## Consignes de l'exercice
1. Recopiez le passage du texte sur la sécheresse qui commence par « Lorsque le manque » et se termine par « importante de l’eau disponible. ».
2. D'après le texte sur la sécheresse, par quoi l'eau de pluie est-elle essentiellement absorbée au-delà du mois d'avril ?
3. Reprenez le texte sur la sécheresse là où il s'arrête et rédigez-en la suite.

## Extrait

La sécheresse peut résulter d’un manque de pluie, quand la quantité d’eau est nettement inférieure aux normales saisonnières sur une période prolongée. Les épisodes de sécheresse peuvent être aussi le résultat d’une utilisation trop intensive ou inadaptée de l’eau disponible.

Lorsque le manque de pluie survient en hiver ou au printemps (ce qui a été le cas cette année), il empêche le bon remplissage des nappes phréatiques, nos « réserves » d’eau, qui s’effectue d’habitude à cette période de l’année.

Ensuite, au-delà du mois d’avril, l’eau de pluie est essentiellement absorbée par les plantes, en pleine croissance, ou s’évapore à cause de la chaleur. La sécheresse peut alors être accentuée par des températures élevées (ce qui a aussi été le cas cette année!), qui provoquent un assèchement des sols et l’évaporation plus importante de l’eau disponible.

Année après année, ce phénomène jusque là exceptionnel tend à devenir récurrent. Le manque d’eau affecte directement les poissons (réduction ou disparition de leur habitat naturel), mais aussi les animaux qui doivent s’abreuver ainsi que les végétaux qui ont grandement besoin d’eau pour survivre. Les forêts sont particulièrement vulnérables, elles deviennent sèches et déshydratées, ce qui peut causer leur mort et favoriser les feux de forêt. Nos montagnes souffrent d’une chaleur intense, ce qui a pour conséquences une fonte des neiges précoce, des éboulis, le niveau des lacs qui baissent et tout l’écosystème qui s’en trouve perturbé. On y pense peut-être moins mais les sécheresses à répétition fragilisent aussi les fondations de nos bâtiments (notamment quand la terre est argileuse et calcaire) et se caractérise par l’apparition de fissures.

Il faut garder à l’esprit que le manque d’eau peut apparaître à tout moment dans l’année.

## Contenu des données
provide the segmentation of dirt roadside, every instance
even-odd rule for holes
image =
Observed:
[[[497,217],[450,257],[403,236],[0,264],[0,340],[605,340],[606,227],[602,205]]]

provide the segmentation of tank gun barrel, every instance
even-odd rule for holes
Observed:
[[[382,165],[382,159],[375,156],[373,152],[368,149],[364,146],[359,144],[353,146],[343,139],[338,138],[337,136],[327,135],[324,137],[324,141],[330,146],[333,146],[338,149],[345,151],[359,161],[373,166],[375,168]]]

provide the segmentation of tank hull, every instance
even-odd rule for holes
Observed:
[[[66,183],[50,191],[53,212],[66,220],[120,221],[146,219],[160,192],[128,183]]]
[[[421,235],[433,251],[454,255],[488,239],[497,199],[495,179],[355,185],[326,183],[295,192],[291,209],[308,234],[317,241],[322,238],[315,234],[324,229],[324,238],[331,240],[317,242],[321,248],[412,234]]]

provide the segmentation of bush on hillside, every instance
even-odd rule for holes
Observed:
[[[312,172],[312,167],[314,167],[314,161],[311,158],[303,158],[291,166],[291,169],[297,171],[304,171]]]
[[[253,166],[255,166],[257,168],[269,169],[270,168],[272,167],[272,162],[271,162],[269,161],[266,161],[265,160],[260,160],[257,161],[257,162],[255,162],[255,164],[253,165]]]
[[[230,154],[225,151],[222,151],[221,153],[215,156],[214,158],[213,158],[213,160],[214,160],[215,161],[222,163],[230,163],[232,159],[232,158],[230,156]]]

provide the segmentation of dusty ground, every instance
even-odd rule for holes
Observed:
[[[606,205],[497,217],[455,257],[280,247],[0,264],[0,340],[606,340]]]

## Résultats par tâche
1.
Lorsque le manque de pluie survient en hiver ou au printemps (ce qui a été le cas cette année), il empêche le bon remplissage des nappes phréatiques, nos « réserves » d’eau, qui s’effectue d’habitude à cette période de l’année.

Ensuite, au-delà du mois d’avril, l’eau de pluie est essentiellement absorbée par les plantes, en pleine croissance, ou s’évapore à cause de la chaleur. La sécheresse peut alors être accentuée par des températures élevées (ce qui a aussi été le cas cette année!), qui provoquent un assèchement des sols et l’évaporation plus importante de l’eau disponible.

2. Par les plantes, en pleine croissance.

3.
Cette année, les alertes de sécheresse se sont multipliées dans tout le pays dès le mois de mai. Début août, une centaine de communes françaises subissaient des ruptures d’approvisionnement en eau potable. Concrètement, cela signifie un très faible débit à la sortie du robinet, ou pire des coupures d’eau, de l’eau potable livrée par camions citerne, et près d’un million de bouteilles d’eau distribuées. Et les conséquences de la sécheresse devrait encore se faire ressentir dans les mois à venir avec une baisse des rendements agricole, et donc une hausse des prix sur certains produits, voire des pénuries.

Un peu plus à lire -> Sécheresse : que font les communes où l’eau potable manque ?

Aujourd’hui encore, la majorité du territoire subit des restrictions.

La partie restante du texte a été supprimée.